• [Exercise details]
Each line of the listing, apart from the pictures, is to be printed exactly.

• [Given records]
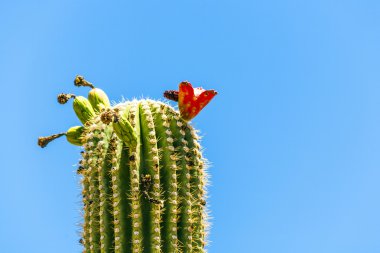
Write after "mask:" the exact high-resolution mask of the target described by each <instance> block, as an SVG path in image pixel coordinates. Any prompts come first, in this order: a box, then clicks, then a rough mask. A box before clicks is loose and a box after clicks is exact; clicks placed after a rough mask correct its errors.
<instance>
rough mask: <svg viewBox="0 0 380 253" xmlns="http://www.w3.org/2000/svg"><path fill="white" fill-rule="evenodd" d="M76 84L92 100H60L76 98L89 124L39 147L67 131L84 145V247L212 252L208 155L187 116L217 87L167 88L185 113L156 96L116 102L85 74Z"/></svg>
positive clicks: (83, 148) (166, 93) (147, 250)
mask: <svg viewBox="0 0 380 253" xmlns="http://www.w3.org/2000/svg"><path fill="white" fill-rule="evenodd" d="M74 84H75V85H76V86H87V87H89V88H91V90H90V92H89V95H88V98H85V97H82V96H75V95H74V94H60V95H59V96H58V102H59V103H61V104H65V103H67V102H68V101H69V100H70V99H73V100H74V101H73V108H74V111H75V113H76V115H77V117H78V118H79V120H80V121H81V122H82V123H83V125H82V126H74V127H71V128H70V129H69V130H68V131H67V132H65V133H59V134H55V135H52V136H48V137H40V138H39V139H38V144H39V145H40V146H41V147H45V146H46V145H47V144H48V143H49V142H50V141H52V140H54V139H56V138H58V137H61V136H66V139H67V141H68V142H70V143H71V144H74V145H77V146H82V147H83V151H81V155H82V158H81V160H80V162H79V166H78V170H77V173H78V174H79V175H80V176H81V185H82V196H83V220H82V233H81V238H80V243H81V244H83V252H86V253H87V252H89V253H92V252H104V253H108V252H125V253H126V252H134V253H140V252H149V253H150V252H157V253H158V252H162V253H166V252H167V253H171V252H206V250H205V245H206V236H207V231H208V220H207V210H206V188H205V187H206V185H207V174H206V160H205V159H204V158H203V157H202V150H201V147H200V144H199V137H198V135H197V133H196V131H195V130H194V129H193V127H192V126H191V125H190V124H189V122H188V121H189V120H190V119H191V118H193V117H194V116H195V115H197V114H198V113H199V111H200V110H201V109H202V108H203V107H204V106H205V105H206V104H207V103H208V102H209V101H210V100H211V99H212V98H213V97H214V96H215V95H216V92H215V91H214V90H208V91H205V90H203V89H202V88H196V89H193V88H192V86H191V84H190V83H188V82H182V83H181V84H180V86H179V91H173V90H171V91H168V92H165V96H166V97H168V98H169V99H172V100H174V101H178V103H179V112H178V111H176V110H175V109H174V108H172V107H171V106H170V105H169V104H167V103H163V102H160V101H154V100H150V99H143V100H132V101H126V102H122V103H119V104H115V105H114V106H111V104H110V102H109V100H108V97H107V95H106V94H105V93H104V92H103V91H102V90H101V89H98V88H95V87H94V86H93V85H92V84H91V83H89V82H88V81H86V80H85V79H84V78H83V77H82V76H77V77H76V78H75V81H74ZM168 94H170V96H168Z"/></svg>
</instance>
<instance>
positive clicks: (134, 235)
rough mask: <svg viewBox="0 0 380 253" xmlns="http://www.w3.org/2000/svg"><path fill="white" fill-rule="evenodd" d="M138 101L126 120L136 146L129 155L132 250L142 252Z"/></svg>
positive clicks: (134, 147) (132, 147)
mask: <svg viewBox="0 0 380 253" xmlns="http://www.w3.org/2000/svg"><path fill="white" fill-rule="evenodd" d="M139 111H140V110H139V102H137V101H136V102H133V106H132V107H131V109H130V110H129V113H128V120H129V122H131V125H132V127H133V128H134V130H135V133H136V140H137V142H136V146H135V147H131V149H130V150H131V152H130V154H129V155H130V156H129V164H130V174H131V181H130V185H131V187H132V189H131V191H130V204H131V207H132V211H131V217H132V252H133V253H139V252H142V250H143V248H142V242H143V233H142V226H143V224H142V213H141V206H140V190H141V189H140V167H141V164H140V163H141V162H142V160H141V140H140V139H141V136H140V112H139Z"/></svg>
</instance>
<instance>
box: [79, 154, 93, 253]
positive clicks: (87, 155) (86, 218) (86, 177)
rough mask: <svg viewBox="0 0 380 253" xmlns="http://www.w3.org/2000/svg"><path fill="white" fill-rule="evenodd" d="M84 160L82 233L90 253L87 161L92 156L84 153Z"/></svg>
mask: <svg viewBox="0 0 380 253" xmlns="http://www.w3.org/2000/svg"><path fill="white" fill-rule="evenodd" d="M82 156H83V158H82V160H81V162H80V164H81V166H83V167H84V168H85V169H84V172H83V175H84V177H83V178H82V180H81V182H82V188H83V190H82V197H83V221H84V223H83V233H82V240H83V246H84V252H85V253H89V252H90V245H91V244H90V210H91V208H90V197H89V191H90V189H89V187H90V180H89V178H88V176H87V174H88V167H89V166H88V163H87V162H86V161H87V160H88V159H89V158H90V156H89V155H88V153H87V152H83V153H82Z"/></svg>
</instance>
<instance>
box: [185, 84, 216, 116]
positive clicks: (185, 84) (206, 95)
mask: <svg viewBox="0 0 380 253" xmlns="http://www.w3.org/2000/svg"><path fill="white" fill-rule="evenodd" d="M217 94H218V93H217V92H216V91H215V90H205V89H203V88H202V87H197V88H193V86H192V85H191V83H189V82H188V81H184V82H181V83H180V84H179V92H178V107H179V110H180V113H181V117H182V118H183V119H184V120H187V121H189V120H191V119H192V118H194V117H195V116H197V115H198V113H199V112H200V111H201V110H202V109H203V108H204V107H205V106H206V105H207V104H208V103H209V102H210V101H211V99H213V98H214V97H215V95H217Z"/></svg>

• [Expected output]
Write after "mask:" the exact high-resolution mask of the target described by each <instance> block, as an SVG path in image pixel coordinates. Any prompts come first, in this order: a box, then clicks, then a rough mask. A box before clicks is loose and a box after clicks is exact; clicks placed after a rough mask correct its errors.
<instance>
rough mask: <svg viewBox="0 0 380 253" xmlns="http://www.w3.org/2000/svg"><path fill="white" fill-rule="evenodd" d="M76 84L92 100H60L76 98L89 124L39 147L67 131L84 145V247L212 252L208 155L187 116L217 87L167 88L185 113L156 96L116 102L85 74Z"/></svg>
positive clicks: (83, 148) (166, 93) (147, 250)
mask: <svg viewBox="0 0 380 253" xmlns="http://www.w3.org/2000/svg"><path fill="white" fill-rule="evenodd" d="M74 84H75V85H76V86H87V87H89V88H91V90H90V92H89V95H88V98H85V97H82V96H75V95H74V94H60V95H59V96H58V102H59V103H61V104H65V103H67V102H68V101H69V100H70V99H73V100H74V101H73V108H74V111H75V113H76V115H77V117H78V118H79V120H80V121H81V122H82V123H83V125H82V126H74V127H71V128H70V129H69V130H68V131H67V132H65V133H59V134H55V135H52V136H48V137H40V138H39V139H38V144H39V145H40V146H41V147H45V146H46V145H47V144H48V143H49V142H50V141H52V140H54V139H56V138H58V137H61V136H66V139H67V141H68V142H70V143H71V144H74V145H77V146H82V147H83V151H81V155H82V158H81V160H80V162H79V166H78V170H77V173H78V174H79V175H80V176H81V185H82V196H83V220H82V233H81V238H80V243H81V244H83V252H86V253H87V252H89V253H92V252H104V253H108V252H125V253H126V252H134V253H140V252H149V253H150V252H157V253H158V252H162V253H166V252H167V253H171V252H206V250H205V245H206V236H207V231H208V220H207V210H206V188H205V187H206V185H207V174H206V160H205V159H204V158H203V157H202V150H201V147H200V144H199V137H198V135H197V133H196V131H195V130H194V129H193V127H192V126H191V125H190V124H189V122H188V121H189V120H190V119H191V118H193V117H194V116H195V115H197V114H198V113H199V111H200V110H201V109H202V108H203V107H204V106H205V105H206V104H207V103H208V102H209V101H210V100H211V99H212V98H213V97H214V96H215V95H216V92H215V91H214V90H208V91H205V90H203V89H202V88H196V89H193V88H192V86H191V84H190V83H188V82H182V83H181V84H180V86H179V91H173V90H171V91H168V92H165V96H166V97H168V98H169V99H172V100H174V101H178V103H179V112H178V111H176V110H175V109H174V108H172V107H171V106H170V105H169V104H167V103H163V102H160V101H154V100H150V99H143V100H132V101H126V102H122V103H119V104H115V105H114V106H111V104H110V102H109V100H108V97H107V95H106V94H105V93H104V92H103V91H102V90H101V89H98V88H95V87H94V86H93V85H92V84H91V83H89V82H88V81H86V80H85V79H84V78H83V77H82V76H77V77H76V78H75V81H74ZM168 94H170V96H168Z"/></svg>
</instance>
<instance>
positive clicks: (134, 235)
rough mask: <svg viewBox="0 0 380 253" xmlns="http://www.w3.org/2000/svg"><path fill="white" fill-rule="evenodd" d="M138 101L126 120L136 146L129 155L132 250L142 252Z"/></svg>
positive clicks: (134, 147) (132, 147)
mask: <svg viewBox="0 0 380 253" xmlns="http://www.w3.org/2000/svg"><path fill="white" fill-rule="evenodd" d="M139 111H140V110H139V102H137V101H136V102H133V106H132V107H131V109H130V110H129V113H128V120H129V122H131V125H132V127H133V128H134V130H135V133H136V140H137V142H136V146H135V147H131V149H130V150H131V152H130V154H129V155H130V156H129V164H130V174H131V181H130V185H131V187H132V189H131V191H130V204H131V207H132V211H131V217H132V252H133V253H139V252H142V250H143V248H142V242H143V233H142V226H143V224H142V213H141V206H140V190H141V189H140V167H141V164H140V163H141V162H142V160H141V140H140V139H141V136H140V112H139Z"/></svg>
</instance>
<instance>
box: [79, 154, 93, 253]
positive clicks: (87, 155) (86, 218) (86, 177)
rough mask: <svg viewBox="0 0 380 253" xmlns="http://www.w3.org/2000/svg"><path fill="white" fill-rule="evenodd" d="M84 160L82 233L90 253L87 161L92 156L84 153Z"/></svg>
mask: <svg viewBox="0 0 380 253" xmlns="http://www.w3.org/2000/svg"><path fill="white" fill-rule="evenodd" d="M82 156H83V158H82V160H81V162H80V164H81V166H83V167H84V168H85V169H84V172H83V175H84V177H83V178H82V180H81V182H82V188H83V190H82V197H83V221H84V223H83V233H82V240H83V246H84V252H85V253H89V252H90V245H91V244H90V210H91V208H90V197H89V191H90V189H89V187H90V180H89V178H88V176H87V174H88V167H89V166H88V163H87V162H86V161H87V160H88V159H89V158H90V156H89V155H88V153H87V152H83V153H82Z"/></svg>
</instance>
<instance>
box: [185, 84, 216, 116]
positive clicks: (185, 84) (206, 95)
mask: <svg viewBox="0 0 380 253" xmlns="http://www.w3.org/2000/svg"><path fill="white" fill-rule="evenodd" d="M217 94H218V93H217V92H216V91H215V90H205V89H203V88H202V87H197V88H193V86H192V85H191V83H189V82H188V81H184V82H181V83H180V84H179V92H178V107H179V110H180V113H181V117H182V118H183V119H184V120H187V121H189V120H191V119H192V118H194V117H195V116H197V115H198V113H199V112H200V111H201V110H202V109H203V108H204V107H205V106H206V105H207V104H208V103H209V102H210V101H211V99H213V98H214V97H215V95H217Z"/></svg>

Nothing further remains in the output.